#### Selected text ####

Robert Haas <robertmh...@gmail.com> writes:
> Yeah, you're right.  Attached is a draft patch that tries to clean up
> that and a bunch of other things that you raised.

I reviewed this patch.  I don't have any particular comment on the changes
in deadlock.c; I haven't studied the code closely enough to know if those
are right.  I did think that the commentary elsewhere could be improved
some more, so attached is a delta patch on top of yours that shows what
I suggest.

I've not done anything here about removing lockGroupLeaderIdentifier,
although I will be happy to send a patch for that unless you know of
some reason I missed why it's necessary.

####

## Directives
a: Reproduce the patch review message verbatim, starting at "I've not done" and ending after "why it's necessary.".
b: According to the patch review message, what has the reviewer not yet done anything about?

#### Source data ####

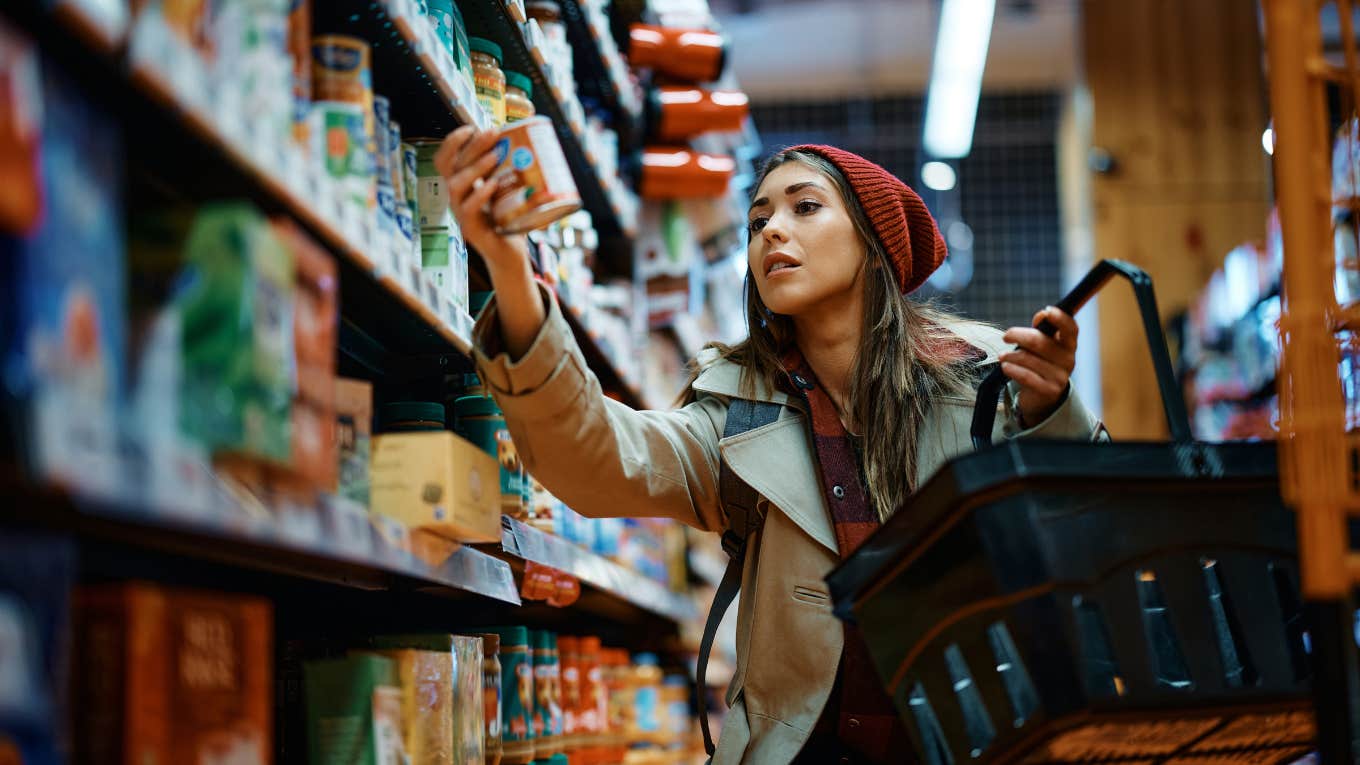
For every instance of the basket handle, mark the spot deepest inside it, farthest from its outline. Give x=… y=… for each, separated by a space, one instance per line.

####

## The responses
a:
I've not done anything here about removing lockGroupLeaderIdentifier,
although I will be happy to send a patch for that unless you know of
some reason I missed why it's necessary.

b: Removing lockGroupLeaderIdentifier.